-- YOUR ASSIGNMENT --
What you return must match the data exactly, line for line.
RECORDED DATA section start
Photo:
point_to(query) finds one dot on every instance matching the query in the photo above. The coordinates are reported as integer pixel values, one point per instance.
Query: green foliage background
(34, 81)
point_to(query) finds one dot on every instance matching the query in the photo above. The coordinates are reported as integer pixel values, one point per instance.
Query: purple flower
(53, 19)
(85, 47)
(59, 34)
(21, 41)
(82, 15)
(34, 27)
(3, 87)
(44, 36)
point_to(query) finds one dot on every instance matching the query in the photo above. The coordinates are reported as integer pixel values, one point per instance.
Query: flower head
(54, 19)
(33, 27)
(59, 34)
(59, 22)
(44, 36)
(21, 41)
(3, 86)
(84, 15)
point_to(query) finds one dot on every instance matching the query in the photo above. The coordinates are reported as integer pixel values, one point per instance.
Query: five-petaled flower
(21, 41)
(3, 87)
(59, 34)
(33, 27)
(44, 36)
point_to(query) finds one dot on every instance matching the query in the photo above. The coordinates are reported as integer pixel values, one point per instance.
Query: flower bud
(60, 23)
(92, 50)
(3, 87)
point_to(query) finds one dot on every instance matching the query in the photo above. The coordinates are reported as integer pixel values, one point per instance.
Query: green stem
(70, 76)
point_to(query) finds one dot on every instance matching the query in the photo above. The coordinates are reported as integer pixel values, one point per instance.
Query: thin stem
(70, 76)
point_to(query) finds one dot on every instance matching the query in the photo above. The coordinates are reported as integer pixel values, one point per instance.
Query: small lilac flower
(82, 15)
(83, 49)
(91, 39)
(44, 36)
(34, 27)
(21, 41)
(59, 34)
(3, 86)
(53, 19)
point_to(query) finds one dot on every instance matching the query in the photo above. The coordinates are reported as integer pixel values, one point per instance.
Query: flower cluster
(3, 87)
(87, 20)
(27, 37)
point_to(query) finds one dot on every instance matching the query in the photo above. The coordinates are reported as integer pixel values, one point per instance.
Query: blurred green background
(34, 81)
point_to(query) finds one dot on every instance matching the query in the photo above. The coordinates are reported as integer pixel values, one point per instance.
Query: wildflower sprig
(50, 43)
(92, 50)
RECORDED DATA section end
-- SOLUTION FOR THIS PROBLEM --
Photo:
point_to(query) finds one dot on every instance matching the query in the photo above. The coordinates are reported as integer pixel values, one point per instance.
Query: green foliage background
(34, 81)
point_to(query) finds one dot on every instance matching the query in the photo above. The coordinates are reported as integer pixel values, one point per instance.
Query: purple flower
(53, 19)
(85, 47)
(59, 34)
(21, 41)
(82, 15)
(34, 27)
(3, 87)
(44, 36)
point_to(query) finds one dot on every instance matching the query in the photo above. The coordinates are reported as integer pixel values, one point per instance.
Query: flower head
(54, 19)
(33, 27)
(59, 34)
(59, 22)
(44, 36)
(21, 41)
(3, 86)
(84, 15)
point_to(query) finds one dot on every instance matching the query in the photo above. The coordinates are reported as integer pixel values, one point per instance.
Query: five-petaled flower
(21, 41)
(3, 87)
(59, 34)
(33, 27)
(44, 36)
point_to(query) finds one dot on every instance matching the query in the photo above. The coordinates are reported as integer pixel values, one point per instance.
Query: flower bud
(60, 23)
(92, 50)
(3, 87)
point_to(query) finds one dot on every instance matching the query in the photo above. The coordinates are reported as integer pixel values, one point per instance.
Query: green stem
(70, 76)
point_to(query) finds one dot on every instance matching the query in the photo above. The coordinates are reported as integer pixel values, one point per instance.
Query: thin stem
(70, 76)
point_to(query) finds one dot on every instance matching the query in the photo above. The coordinates are reported as integer pixel values, one point per instance.
Query: small lilac flower
(82, 15)
(83, 49)
(91, 39)
(44, 36)
(34, 27)
(21, 41)
(59, 34)
(3, 86)
(53, 19)
point_to(query) finds one dot on every instance matching the query in the photo above. The coordinates are reported as integer pixel values, one point per instance.
Query: flower cluster
(3, 87)
(87, 20)
(27, 37)
point_to(query) finds one dot on every instance matching the query in the photo above. The coordinates are reported as integer pixel values, one point per instance.
Query: blurred green background
(34, 81)
point_to(query) finds one dot on every instance matching the query in the photo above. The coordinates are reported as integer pixel values, one point per instance.
Query: wildflower sprig
(50, 43)
(92, 50)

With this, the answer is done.